→ **Exercise input**
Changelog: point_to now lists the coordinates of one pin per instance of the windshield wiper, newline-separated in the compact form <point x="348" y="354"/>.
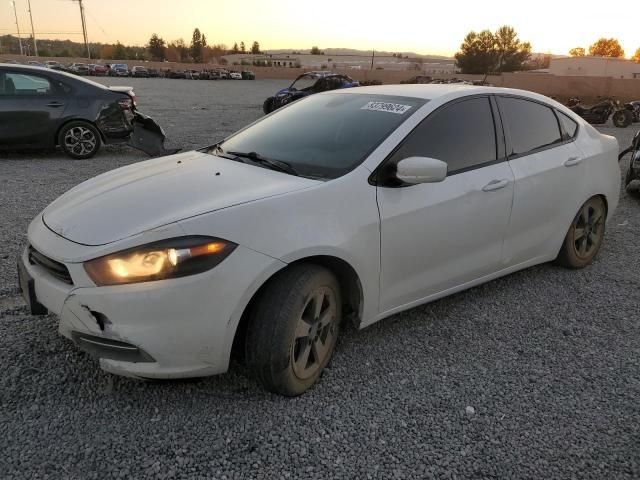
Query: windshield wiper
<point x="278" y="165"/>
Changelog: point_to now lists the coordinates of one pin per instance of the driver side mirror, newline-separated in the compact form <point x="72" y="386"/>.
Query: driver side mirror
<point x="415" y="170"/>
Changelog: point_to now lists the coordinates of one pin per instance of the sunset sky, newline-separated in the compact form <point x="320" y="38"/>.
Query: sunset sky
<point x="401" y="25"/>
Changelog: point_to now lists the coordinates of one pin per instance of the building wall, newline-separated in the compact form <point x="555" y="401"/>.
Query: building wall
<point x="594" y="67"/>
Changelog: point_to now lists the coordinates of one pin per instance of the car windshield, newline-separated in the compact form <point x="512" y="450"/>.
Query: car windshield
<point x="325" y="135"/>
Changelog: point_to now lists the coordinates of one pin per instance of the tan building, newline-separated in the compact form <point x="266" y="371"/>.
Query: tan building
<point x="594" y="67"/>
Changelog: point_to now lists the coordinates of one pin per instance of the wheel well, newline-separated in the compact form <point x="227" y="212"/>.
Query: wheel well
<point x="55" y="139"/>
<point x="350" y="290"/>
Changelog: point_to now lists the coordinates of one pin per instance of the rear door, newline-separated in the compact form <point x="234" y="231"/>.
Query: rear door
<point x="437" y="236"/>
<point x="31" y="105"/>
<point x="549" y="173"/>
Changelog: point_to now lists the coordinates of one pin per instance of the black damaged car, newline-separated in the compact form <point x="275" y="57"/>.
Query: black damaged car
<point x="42" y="108"/>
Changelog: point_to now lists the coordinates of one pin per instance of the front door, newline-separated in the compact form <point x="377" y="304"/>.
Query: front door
<point x="437" y="236"/>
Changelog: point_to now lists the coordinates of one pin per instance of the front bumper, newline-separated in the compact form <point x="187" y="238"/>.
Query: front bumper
<point x="175" y="328"/>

→ **About this task**
Repeat the entries exactly, pictures left out.

→ **Response area**
Changelog: point_to now lists the coordinates of one pin per instance of the windshield wiper, newline-separated in the compact form <point x="348" y="354"/>.
Query: windshield wiper
<point x="278" y="165"/>
Changelog: point_to now lists the coordinates of one pin per instance of the driver side mirror, newline-separated in the compact form <point x="72" y="386"/>.
Query: driver side mirror
<point x="415" y="170"/>
Changelog: point_to now lists the coordinates of one pin per instance of the sunset sky, newline-separated in the compact form <point x="320" y="38"/>.
Query: sunset sky
<point x="401" y="25"/>
Changelog: point_to now lists the coordinates of one pin per instance of the building wall, newline-separated in the compact form <point x="555" y="401"/>.
Query: building wall
<point x="594" y="67"/>
Changelog: point_to now lists the coordinates of one pin per instance of the car windshield, newline-separated in the compact form <point x="512" y="450"/>.
Query: car windshield
<point x="325" y="135"/>
Changelog: point_to now lists the coordinates of one pin per instance of the tan building, newline-separated in the compact form <point x="266" y="371"/>.
Query: tan building
<point x="594" y="67"/>
Changelog: point_to now lists the coordinates of one pin per instance of the wheel well, newline-separated in the compact form <point x="227" y="212"/>.
Query: wheel well
<point x="55" y="139"/>
<point x="350" y="290"/>
Changelog: point_to now lists the coordinates of one pin per instance of the rear door, newline-separated in the compact form <point x="234" y="231"/>.
Query: rear door
<point x="437" y="236"/>
<point x="31" y="105"/>
<point x="549" y="173"/>
Changelog: point_to now lists the coordinates of one pin per instance of the black damaged car, newline-separated in the compact form <point x="275" y="57"/>.
Query: black damaged car
<point x="42" y="108"/>
Changelog: point_to now lists the coordinates of one pin per instance of the front door, newline-separated in the compact form <point x="377" y="304"/>.
Query: front door
<point x="437" y="236"/>
Changelog: point_to now lists the coordinates of one pin per instance of the front bumper, newline-separated in the compact form <point x="187" y="238"/>.
Query: front bumper
<point x="175" y="328"/>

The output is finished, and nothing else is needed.